__What is needed__.
Please repeat, exactly and with nothing extra, the line containing "One point goes on every instance of the overhead" and every line after it up to the end of the material.

__Data excerpts__.
# # # #
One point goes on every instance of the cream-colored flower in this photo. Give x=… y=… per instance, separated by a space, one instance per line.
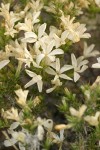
x=11 y=114
x=22 y=97
x=73 y=31
x=59 y=71
x=31 y=37
x=30 y=20
x=93 y=120
x=79 y=66
x=63 y=126
x=58 y=139
x=36 y=5
x=96 y=65
x=78 y=113
x=10 y=19
x=43 y=123
x=48 y=54
x=88 y=51
x=35 y=79
x=56 y=84
x=3 y=63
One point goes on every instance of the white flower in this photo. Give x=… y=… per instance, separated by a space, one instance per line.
x=43 y=123
x=16 y=137
x=88 y=51
x=48 y=54
x=35 y=79
x=31 y=37
x=79 y=66
x=36 y=5
x=73 y=31
x=11 y=114
x=96 y=65
x=10 y=19
x=78 y=113
x=58 y=139
x=3 y=63
x=93 y=120
x=30 y=20
x=56 y=84
x=59 y=71
x=22 y=96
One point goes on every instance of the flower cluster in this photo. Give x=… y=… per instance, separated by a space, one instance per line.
x=37 y=42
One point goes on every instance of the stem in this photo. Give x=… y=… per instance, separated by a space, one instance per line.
x=18 y=68
x=7 y=137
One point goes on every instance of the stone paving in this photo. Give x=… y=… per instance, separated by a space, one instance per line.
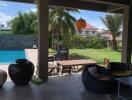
x=68 y=87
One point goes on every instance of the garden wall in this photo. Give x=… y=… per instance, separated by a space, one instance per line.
x=18 y=41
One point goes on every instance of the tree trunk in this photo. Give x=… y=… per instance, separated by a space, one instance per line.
x=114 y=44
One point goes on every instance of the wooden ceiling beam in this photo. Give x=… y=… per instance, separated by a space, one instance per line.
x=78 y=4
x=110 y=2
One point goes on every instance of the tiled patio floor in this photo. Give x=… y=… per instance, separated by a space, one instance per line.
x=68 y=87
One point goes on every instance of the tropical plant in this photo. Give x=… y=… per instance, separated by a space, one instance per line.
x=61 y=23
x=24 y=23
x=113 y=22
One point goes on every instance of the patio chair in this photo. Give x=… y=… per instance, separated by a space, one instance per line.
x=118 y=69
x=53 y=69
x=97 y=82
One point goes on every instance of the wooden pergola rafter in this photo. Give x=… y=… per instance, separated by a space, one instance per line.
x=119 y=6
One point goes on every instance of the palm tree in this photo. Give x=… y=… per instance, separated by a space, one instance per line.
x=61 y=23
x=113 y=22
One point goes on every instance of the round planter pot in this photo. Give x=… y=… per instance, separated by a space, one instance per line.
x=21 y=72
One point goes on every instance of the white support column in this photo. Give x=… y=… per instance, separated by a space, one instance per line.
x=127 y=34
x=43 y=38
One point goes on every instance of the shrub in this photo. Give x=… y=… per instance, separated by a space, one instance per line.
x=97 y=43
x=88 y=42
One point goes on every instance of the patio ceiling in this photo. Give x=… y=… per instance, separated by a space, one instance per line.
x=98 y=5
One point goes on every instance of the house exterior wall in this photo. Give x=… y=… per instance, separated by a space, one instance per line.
x=17 y=41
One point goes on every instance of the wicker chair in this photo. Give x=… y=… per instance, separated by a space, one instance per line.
x=96 y=82
x=119 y=69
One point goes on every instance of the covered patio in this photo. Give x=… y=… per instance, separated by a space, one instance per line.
x=119 y=6
x=67 y=87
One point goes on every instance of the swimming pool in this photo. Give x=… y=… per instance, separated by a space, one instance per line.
x=9 y=56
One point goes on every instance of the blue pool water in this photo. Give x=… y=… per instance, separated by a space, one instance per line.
x=9 y=56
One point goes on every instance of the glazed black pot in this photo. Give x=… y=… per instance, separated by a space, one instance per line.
x=21 y=72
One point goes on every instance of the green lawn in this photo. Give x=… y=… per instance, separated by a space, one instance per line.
x=98 y=54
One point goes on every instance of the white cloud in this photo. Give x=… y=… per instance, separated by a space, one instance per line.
x=5 y=18
x=3 y=4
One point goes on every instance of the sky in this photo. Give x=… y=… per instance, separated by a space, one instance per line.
x=8 y=10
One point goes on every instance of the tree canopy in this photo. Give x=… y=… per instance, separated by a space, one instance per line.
x=24 y=23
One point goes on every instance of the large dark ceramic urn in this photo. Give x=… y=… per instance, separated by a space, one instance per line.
x=21 y=72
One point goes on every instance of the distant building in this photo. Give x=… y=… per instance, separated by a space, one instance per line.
x=88 y=30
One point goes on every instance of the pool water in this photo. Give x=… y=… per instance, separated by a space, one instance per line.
x=9 y=56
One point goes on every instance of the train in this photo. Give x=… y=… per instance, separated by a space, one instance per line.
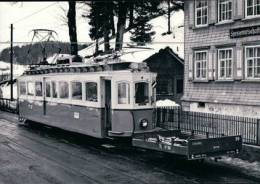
x=107 y=99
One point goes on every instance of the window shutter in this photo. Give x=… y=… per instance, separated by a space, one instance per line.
x=239 y=63
x=191 y=63
x=238 y=9
x=210 y=64
x=212 y=11
x=215 y=64
x=191 y=14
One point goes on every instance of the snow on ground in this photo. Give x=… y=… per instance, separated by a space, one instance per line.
x=166 y=103
x=249 y=168
x=133 y=53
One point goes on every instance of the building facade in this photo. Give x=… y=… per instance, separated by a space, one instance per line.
x=222 y=57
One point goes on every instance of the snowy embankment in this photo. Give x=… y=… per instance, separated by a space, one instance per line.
x=5 y=88
x=248 y=168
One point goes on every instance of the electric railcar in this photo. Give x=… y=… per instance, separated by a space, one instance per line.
x=108 y=99
x=100 y=100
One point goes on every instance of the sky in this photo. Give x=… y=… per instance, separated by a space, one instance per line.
x=46 y=15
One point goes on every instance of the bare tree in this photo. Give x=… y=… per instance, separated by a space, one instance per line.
x=72 y=27
x=122 y=12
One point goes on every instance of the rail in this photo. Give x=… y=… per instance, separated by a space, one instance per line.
x=8 y=105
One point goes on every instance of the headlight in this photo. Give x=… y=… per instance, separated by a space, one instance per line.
x=144 y=123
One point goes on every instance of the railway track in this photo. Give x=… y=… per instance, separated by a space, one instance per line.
x=55 y=156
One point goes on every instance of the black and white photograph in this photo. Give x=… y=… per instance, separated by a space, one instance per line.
x=130 y=92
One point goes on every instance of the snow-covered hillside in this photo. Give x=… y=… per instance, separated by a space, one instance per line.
x=161 y=40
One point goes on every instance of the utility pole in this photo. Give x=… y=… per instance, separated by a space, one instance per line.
x=11 y=62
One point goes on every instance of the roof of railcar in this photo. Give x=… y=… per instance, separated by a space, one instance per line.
x=113 y=66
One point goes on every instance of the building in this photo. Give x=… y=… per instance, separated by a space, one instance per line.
x=170 y=72
x=222 y=57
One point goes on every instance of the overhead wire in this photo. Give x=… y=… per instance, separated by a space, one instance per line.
x=34 y=13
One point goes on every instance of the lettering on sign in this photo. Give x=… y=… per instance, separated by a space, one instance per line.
x=245 y=31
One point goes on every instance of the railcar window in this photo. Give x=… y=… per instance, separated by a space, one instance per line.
x=38 y=88
x=141 y=93
x=31 y=88
x=54 y=89
x=22 y=88
x=63 y=89
x=123 y=93
x=91 y=91
x=76 y=90
x=48 y=89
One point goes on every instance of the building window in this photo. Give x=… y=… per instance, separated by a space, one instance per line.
x=22 y=88
x=225 y=60
x=252 y=62
x=141 y=93
x=76 y=88
x=31 y=88
x=123 y=93
x=48 y=89
x=201 y=65
x=63 y=89
x=252 y=8
x=91 y=91
x=38 y=88
x=224 y=10
x=179 y=86
x=201 y=12
x=54 y=89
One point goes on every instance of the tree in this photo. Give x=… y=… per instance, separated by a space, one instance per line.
x=101 y=22
x=142 y=33
x=72 y=27
x=122 y=12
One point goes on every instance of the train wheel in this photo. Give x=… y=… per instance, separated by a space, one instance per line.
x=22 y=121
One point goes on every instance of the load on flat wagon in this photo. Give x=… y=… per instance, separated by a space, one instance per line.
x=107 y=99
x=191 y=146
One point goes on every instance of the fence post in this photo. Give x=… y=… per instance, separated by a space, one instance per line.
x=258 y=132
x=179 y=117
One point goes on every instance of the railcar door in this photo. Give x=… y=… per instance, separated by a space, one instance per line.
# # # #
__Output__.
One point goes on every instance of the overhead wire in this photo. Give x=… y=… per instance, separated by a space, one instance per line.
x=34 y=13
One point goes on every instance of the lettering on sign in this photo. Give x=… y=… per instance, separated by a space, one instance per line.
x=245 y=31
One point goes on every instance of the railcar window in this photo. Give x=… y=… per instance, separated by a space, one instance per line.
x=38 y=88
x=141 y=93
x=31 y=88
x=54 y=89
x=22 y=88
x=63 y=89
x=123 y=93
x=91 y=91
x=76 y=90
x=48 y=89
One point goes on every instance of the building window in this photo. Give x=… y=… per instance, separated by a space, one instance per line.
x=22 y=88
x=225 y=60
x=252 y=62
x=141 y=93
x=76 y=88
x=31 y=88
x=123 y=93
x=48 y=89
x=201 y=65
x=63 y=89
x=252 y=8
x=91 y=91
x=38 y=88
x=224 y=10
x=179 y=86
x=201 y=12
x=54 y=89
One point goes on every instance of the tree in this photo. Give x=… y=… per instance, separated by a space, one instance per line.
x=101 y=22
x=142 y=33
x=72 y=27
x=122 y=12
One point goes on every instance of the train wheel in this photo. Give x=… y=… per instance, separated by a space, one instance per line.
x=22 y=121
One point goes on every instance of the load on flat wagon in this photo. Give x=… y=… per instance, separated by a space, one instance per line.
x=107 y=99
x=191 y=146
One point goes on every instance of the fence post in this photo. Give x=… y=… per instance, separated by a space, one instance per line.
x=258 y=132
x=179 y=117
One point goes on every instance of the railcar door in this photo. Give x=… y=… per instance, separated by a space, one instance per line.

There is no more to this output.